* **Aim of the exercise**: Give back all of the data exactly as it stands, with the pictures removed.

========

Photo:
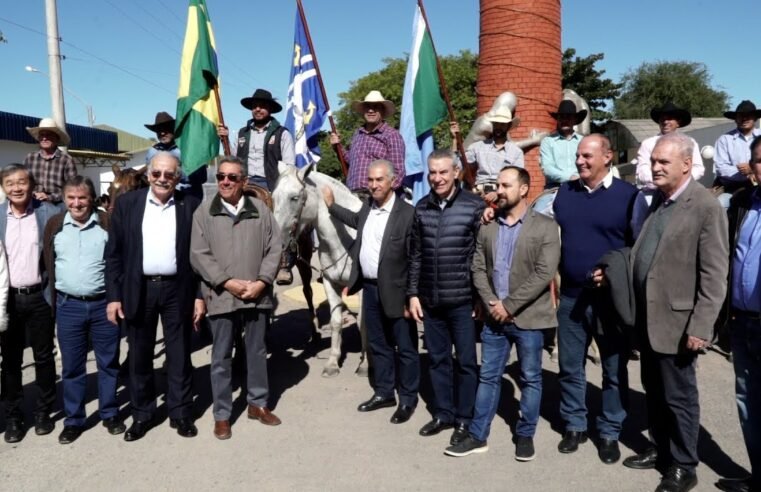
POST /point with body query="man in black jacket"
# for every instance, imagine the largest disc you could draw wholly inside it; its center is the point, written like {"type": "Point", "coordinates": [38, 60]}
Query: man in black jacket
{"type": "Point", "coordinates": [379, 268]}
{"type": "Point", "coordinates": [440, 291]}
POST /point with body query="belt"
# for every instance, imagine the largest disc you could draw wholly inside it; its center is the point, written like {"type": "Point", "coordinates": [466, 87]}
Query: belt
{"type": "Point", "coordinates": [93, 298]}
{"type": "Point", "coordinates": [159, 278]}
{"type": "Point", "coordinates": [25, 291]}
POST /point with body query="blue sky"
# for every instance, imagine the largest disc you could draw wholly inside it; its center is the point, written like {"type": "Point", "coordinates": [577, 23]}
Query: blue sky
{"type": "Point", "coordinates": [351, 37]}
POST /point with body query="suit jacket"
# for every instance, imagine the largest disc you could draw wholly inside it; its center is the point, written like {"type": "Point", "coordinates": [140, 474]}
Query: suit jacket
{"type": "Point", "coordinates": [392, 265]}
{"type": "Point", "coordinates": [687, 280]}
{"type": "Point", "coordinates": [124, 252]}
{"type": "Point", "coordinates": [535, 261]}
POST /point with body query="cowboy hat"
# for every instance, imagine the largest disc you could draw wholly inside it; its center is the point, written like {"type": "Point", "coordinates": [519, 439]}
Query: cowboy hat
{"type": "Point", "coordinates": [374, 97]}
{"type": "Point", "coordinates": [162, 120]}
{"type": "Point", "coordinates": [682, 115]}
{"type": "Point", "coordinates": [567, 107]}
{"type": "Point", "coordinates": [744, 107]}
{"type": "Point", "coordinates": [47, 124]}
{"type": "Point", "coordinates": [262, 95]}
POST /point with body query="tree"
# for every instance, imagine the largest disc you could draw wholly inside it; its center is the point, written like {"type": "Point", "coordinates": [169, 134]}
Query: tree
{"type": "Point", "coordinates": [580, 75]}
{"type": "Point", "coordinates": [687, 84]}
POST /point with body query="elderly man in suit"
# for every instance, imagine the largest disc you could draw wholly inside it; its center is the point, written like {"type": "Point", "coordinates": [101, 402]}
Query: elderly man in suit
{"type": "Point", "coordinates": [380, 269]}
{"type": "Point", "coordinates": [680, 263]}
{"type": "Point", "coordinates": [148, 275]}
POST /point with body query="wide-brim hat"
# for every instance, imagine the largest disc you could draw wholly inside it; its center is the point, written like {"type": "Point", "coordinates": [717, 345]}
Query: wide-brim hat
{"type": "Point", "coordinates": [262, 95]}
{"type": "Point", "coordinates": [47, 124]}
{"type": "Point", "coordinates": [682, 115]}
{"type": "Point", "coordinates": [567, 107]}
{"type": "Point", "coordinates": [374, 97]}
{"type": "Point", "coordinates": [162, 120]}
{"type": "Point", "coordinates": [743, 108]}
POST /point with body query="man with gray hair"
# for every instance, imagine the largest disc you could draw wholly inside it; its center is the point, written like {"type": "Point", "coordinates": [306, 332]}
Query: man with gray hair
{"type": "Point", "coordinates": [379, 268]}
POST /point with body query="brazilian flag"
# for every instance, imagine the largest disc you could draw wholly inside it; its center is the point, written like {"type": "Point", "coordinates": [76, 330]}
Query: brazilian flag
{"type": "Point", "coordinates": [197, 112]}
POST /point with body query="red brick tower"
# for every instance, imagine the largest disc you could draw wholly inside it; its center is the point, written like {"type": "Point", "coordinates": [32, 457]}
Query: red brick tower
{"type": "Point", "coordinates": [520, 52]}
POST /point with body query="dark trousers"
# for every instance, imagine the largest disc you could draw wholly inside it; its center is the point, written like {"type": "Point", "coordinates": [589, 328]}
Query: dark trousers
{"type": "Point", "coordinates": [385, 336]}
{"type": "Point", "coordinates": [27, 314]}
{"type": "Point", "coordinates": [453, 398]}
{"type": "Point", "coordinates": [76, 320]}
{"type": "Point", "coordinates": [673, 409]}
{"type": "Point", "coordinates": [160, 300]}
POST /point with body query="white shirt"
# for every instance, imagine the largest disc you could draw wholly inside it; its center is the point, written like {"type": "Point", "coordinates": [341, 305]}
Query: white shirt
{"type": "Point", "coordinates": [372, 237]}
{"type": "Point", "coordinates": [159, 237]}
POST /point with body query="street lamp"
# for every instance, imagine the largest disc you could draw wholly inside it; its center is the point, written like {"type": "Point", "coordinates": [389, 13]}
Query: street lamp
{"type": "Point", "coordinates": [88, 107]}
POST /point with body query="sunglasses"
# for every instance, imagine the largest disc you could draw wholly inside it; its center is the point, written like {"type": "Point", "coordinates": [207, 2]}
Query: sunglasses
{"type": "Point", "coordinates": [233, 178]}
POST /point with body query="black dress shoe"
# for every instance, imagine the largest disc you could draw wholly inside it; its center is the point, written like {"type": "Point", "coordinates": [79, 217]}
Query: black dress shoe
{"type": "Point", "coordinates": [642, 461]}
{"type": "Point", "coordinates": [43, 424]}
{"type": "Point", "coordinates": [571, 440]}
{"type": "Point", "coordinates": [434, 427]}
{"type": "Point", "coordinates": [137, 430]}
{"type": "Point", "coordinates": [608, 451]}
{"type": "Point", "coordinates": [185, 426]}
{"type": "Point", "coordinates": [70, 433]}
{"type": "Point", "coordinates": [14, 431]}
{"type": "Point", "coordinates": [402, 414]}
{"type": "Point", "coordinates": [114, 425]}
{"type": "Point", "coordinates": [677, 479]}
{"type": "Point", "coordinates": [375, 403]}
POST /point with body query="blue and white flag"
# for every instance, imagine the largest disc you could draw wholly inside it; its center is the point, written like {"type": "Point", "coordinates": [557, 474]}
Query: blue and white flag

========

* **Answer below**:
Photo:
POST /point with body query="man in black jacket"
# for every instance, imagine the largest disc you could draw wholly inside it; its center is the point, written like {"type": "Point", "coordinates": [38, 60]}
Query: man in black jacket
{"type": "Point", "coordinates": [379, 268]}
{"type": "Point", "coordinates": [440, 291]}
POST /point with body query="belt"
# for every instance, imagine the largest disc you could draw wholly inside it; its center is the point, written like {"type": "Point", "coordinates": [466, 87]}
Query: belt
{"type": "Point", "coordinates": [93, 298]}
{"type": "Point", "coordinates": [159, 278]}
{"type": "Point", "coordinates": [25, 291]}
POST /point with body query="blue sky"
# for every instance, imagine the largest disc you could draw wholly inside it; its center is the point, written like {"type": "Point", "coordinates": [577, 23]}
Query: blue sky
{"type": "Point", "coordinates": [351, 37]}
POST /point with body query="suit jacket"
# for every instance, imagine the largest disc you could draw wholly inside it; its center is the point, written like {"type": "Point", "coordinates": [140, 474]}
Query: suit jacket
{"type": "Point", "coordinates": [392, 265]}
{"type": "Point", "coordinates": [687, 280]}
{"type": "Point", "coordinates": [124, 252]}
{"type": "Point", "coordinates": [535, 261]}
POST /point with body query="cowboy hat"
# for every instance, imagine the largest disc you could draw wholly inside it; its center is the point, written like {"type": "Point", "coordinates": [519, 439]}
Query: cowboy hat
{"type": "Point", "coordinates": [374, 97]}
{"type": "Point", "coordinates": [162, 120]}
{"type": "Point", "coordinates": [682, 115]}
{"type": "Point", "coordinates": [567, 107]}
{"type": "Point", "coordinates": [744, 107]}
{"type": "Point", "coordinates": [47, 124]}
{"type": "Point", "coordinates": [262, 95]}
POST /point with body query="tree"
# for every instance, imagine the largest disc you could draw wholly inside it; its center is the point, written like {"type": "Point", "coordinates": [169, 134]}
Query: tree
{"type": "Point", "coordinates": [580, 75]}
{"type": "Point", "coordinates": [687, 84]}
POST /point with body query="elderly man in suit"
# for every instance, imagine the largest disc you could draw wholly inside it; its center is the point, written like {"type": "Point", "coordinates": [101, 402]}
Query: elderly man in suit
{"type": "Point", "coordinates": [380, 269]}
{"type": "Point", "coordinates": [680, 263]}
{"type": "Point", "coordinates": [148, 275]}
POST /point with body query="wide-brim hat"
# for every instance, imagine the largest disc you could draw wholly inside it; its center is the point, written like {"type": "Point", "coordinates": [717, 345]}
Query: wide-brim hat
{"type": "Point", "coordinates": [262, 95]}
{"type": "Point", "coordinates": [47, 124]}
{"type": "Point", "coordinates": [682, 115]}
{"type": "Point", "coordinates": [567, 107]}
{"type": "Point", "coordinates": [374, 97]}
{"type": "Point", "coordinates": [162, 120]}
{"type": "Point", "coordinates": [743, 108]}
POST /point with body query="man with gray hair"
# for every instance, imagine the largest disc you could draw wholly inside it; its center is the point, written like {"type": "Point", "coordinates": [306, 332]}
Query: man with gray hair
{"type": "Point", "coordinates": [379, 268]}
POST /point with body query="brazilian flag"
# for every instance, imagine the largest disc you could draw wholly inside it; its center is the point, written like {"type": "Point", "coordinates": [76, 330]}
Query: brazilian flag
{"type": "Point", "coordinates": [197, 112]}
POST /point with body query="red brick tower"
# for every instance, imagine the largest disc you could draw wholly inside it; its center is the point, written like {"type": "Point", "coordinates": [32, 457]}
Query: red brick tower
{"type": "Point", "coordinates": [520, 52]}
POST /point with body query="dark trousers"
# for every instance, imagine the largest disc you could draw wholly inside it; its center is the point, written like {"type": "Point", "coordinates": [589, 328]}
Query: dark trousers
{"type": "Point", "coordinates": [385, 336]}
{"type": "Point", "coordinates": [27, 314]}
{"type": "Point", "coordinates": [453, 398]}
{"type": "Point", "coordinates": [76, 320]}
{"type": "Point", "coordinates": [673, 409]}
{"type": "Point", "coordinates": [160, 300]}
POST /point with body query="white shirt"
# for every instance, imagine the largest disc you could draw wholly inside it; its center is the point, written like {"type": "Point", "coordinates": [341, 305]}
Query: white shirt
{"type": "Point", "coordinates": [372, 237]}
{"type": "Point", "coordinates": [159, 237]}
POST /point with body query="street lamp"
# for every instance, imagine the largest disc you could draw wholly inside it; its center is the point, written like {"type": "Point", "coordinates": [389, 13]}
Query: street lamp
{"type": "Point", "coordinates": [88, 107]}
POST /point with body query="sunglasses"
# for every instance, imagine the largest disc you could draw wholly inside it; its center is the point, written like {"type": "Point", "coordinates": [207, 2]}
Query: sunglasses
{"type": "Point", "coordinates": [233, 178]}
POST /point with body query="black dress shoe"
# for every instance, imagine the largest disc you could draw wholly inside it; its center is the point, written like {"type": "Point", "coordinates": [79, 217]}
Query: black dress shoe
{"type": "Point", "coordinates": [642, 461]}
{"type": "Point", "coordinates": [43, 424]}
{"type": "Point", "coordinates": [571, 440]}
{"type": "Point", "coordinates": [434, 427]}
{"type": "Point", "coordinates": [137, 430]}
{"type": "Point", "coordinates": [608, 451]}
{"type": "Point", "coordinates": [185, 426]}
{"type": "Point", "coordinates": [70, 433]}
{"type": "Point", "coordinates": [14, 431]}
{"type": "Point", "coordinates": [402, 414]}
{"type": "Point", "coordinates": [114, 425]}
{"type": "Point", "coordinates": [677, 479]}
{"type": "Point", "coordinates": [375, 403]}
POST /point with body query="blue and white flag"
# for every instance, imagine the largest disc you could draw wholly inside it; its center is the point, written like {"type": "Point", "coordinates": [557, 474]}
Query: blue and white flag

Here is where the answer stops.